We'd been married for about seven months when we learned we were pregnant. Morning sickness and exhaustion ensued. Shortly before that magic twelve week mark when morning sickness supposedly goes away, we were at the doctor for a routine checkup, including a sonogram.
The nuchal fold measured just above the normal range, and my world came crashing down.
Words like, "heart defect," "Trisomy 13," "Trisomy 18," "Down syndrome" were spoken by our doctor. "You can get CVS in order to find out for sure. We've told you as much as we can here." She was calm and compassionate, but she couldn't change the situation.
I'm healthy. At the time, I was thirty years old. I'd run eleven marathons, and had quit training for number twelve because I was pregnant. Unfair.
We hadn't been married that long. We have big dreams to travel and have adventures. Unfair.
I teach Special Education. I knew the moment "chromosomal" came up what we were talking about. I couldn't be blissfully ignorant. Unfair.
My doctor got the genetic testing center on the phone to set up the appointment with the genetic counselor. I'd have to miss my first day back at work. I called work. I spent a week in tears. Unfair.
Matt and I went on a mini-vacation. We tried to relax.
The Monday of testing loomed. I told the genetic counselor I would not terminate, and she dropped the issue. I saw "Special Ed Teacher" written on my chart. The genetic counselor was also calm and compassionate. She couldn't fix the situation, either.
I opted to have the CVS procedure. I hate needles. I cried, and Matt held my hand. Matt brought me home and got me settled. I spent the rest of that day and the next in bed. The following day, I went to work. The genetic counselor had stated that she'd call around four. I was getting off the freeway when she called, and she waited until I was home to deliver the results.
"Your baby does have Down syndrome."

Work to complete:
[1] Rewrite the pregnancy account from "We'd been married" to "was pregnant. Unfair.", substituting "physician" for "doctor" throughout.
[2] According to the pregnancy account, how many marathons had the writer run?

Given data:

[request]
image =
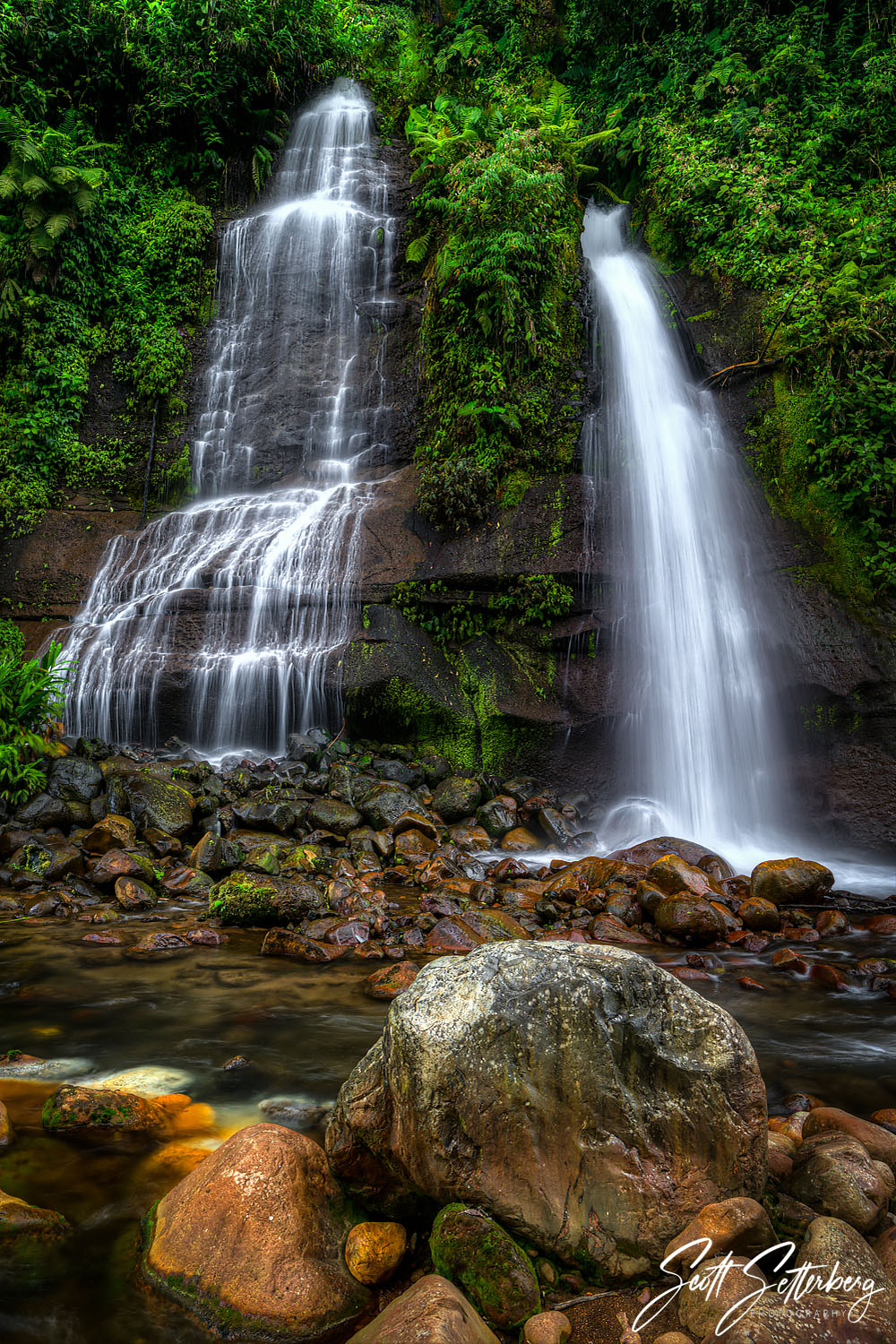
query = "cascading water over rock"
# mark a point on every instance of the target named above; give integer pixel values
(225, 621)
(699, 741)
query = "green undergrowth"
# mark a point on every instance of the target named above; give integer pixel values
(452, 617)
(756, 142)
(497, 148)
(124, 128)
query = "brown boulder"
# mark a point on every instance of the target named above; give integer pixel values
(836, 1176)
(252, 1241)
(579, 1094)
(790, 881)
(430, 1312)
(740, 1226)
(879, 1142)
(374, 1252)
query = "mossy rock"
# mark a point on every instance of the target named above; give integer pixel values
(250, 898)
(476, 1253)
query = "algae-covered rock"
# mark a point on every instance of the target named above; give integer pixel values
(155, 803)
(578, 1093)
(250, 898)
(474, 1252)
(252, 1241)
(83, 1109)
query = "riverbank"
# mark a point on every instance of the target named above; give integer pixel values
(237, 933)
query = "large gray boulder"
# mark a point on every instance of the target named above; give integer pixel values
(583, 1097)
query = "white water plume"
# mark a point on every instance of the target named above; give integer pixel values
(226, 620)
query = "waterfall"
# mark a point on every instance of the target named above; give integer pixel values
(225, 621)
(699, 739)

Task-by-task solutions:
[1]
We'd been married for about seven months when we learned we were pregnant. Morning sickness and exhaustion ensued. Shortly before that magic twelve week mark when morning sickness supposedly goes away, we were at the physician for a routine checkup, including a sonogram.
The nuchal fold measured just above the normal range, and my world came crashing down.
Words like, "heart defect," "Trisomy 13," "Trisomy 18," "Down syndrome" were spoken by our physician. "You can get CVS in order to find out for sure. We've told you as much as we can here." She was calm and compassionate, but she couldn't change the situation.
I'm healthy. At the time, I was thirty years old. I'd run eleven marathons, and had quit training for number twelve because I was pregnant. Unfair.

[2] Eleven.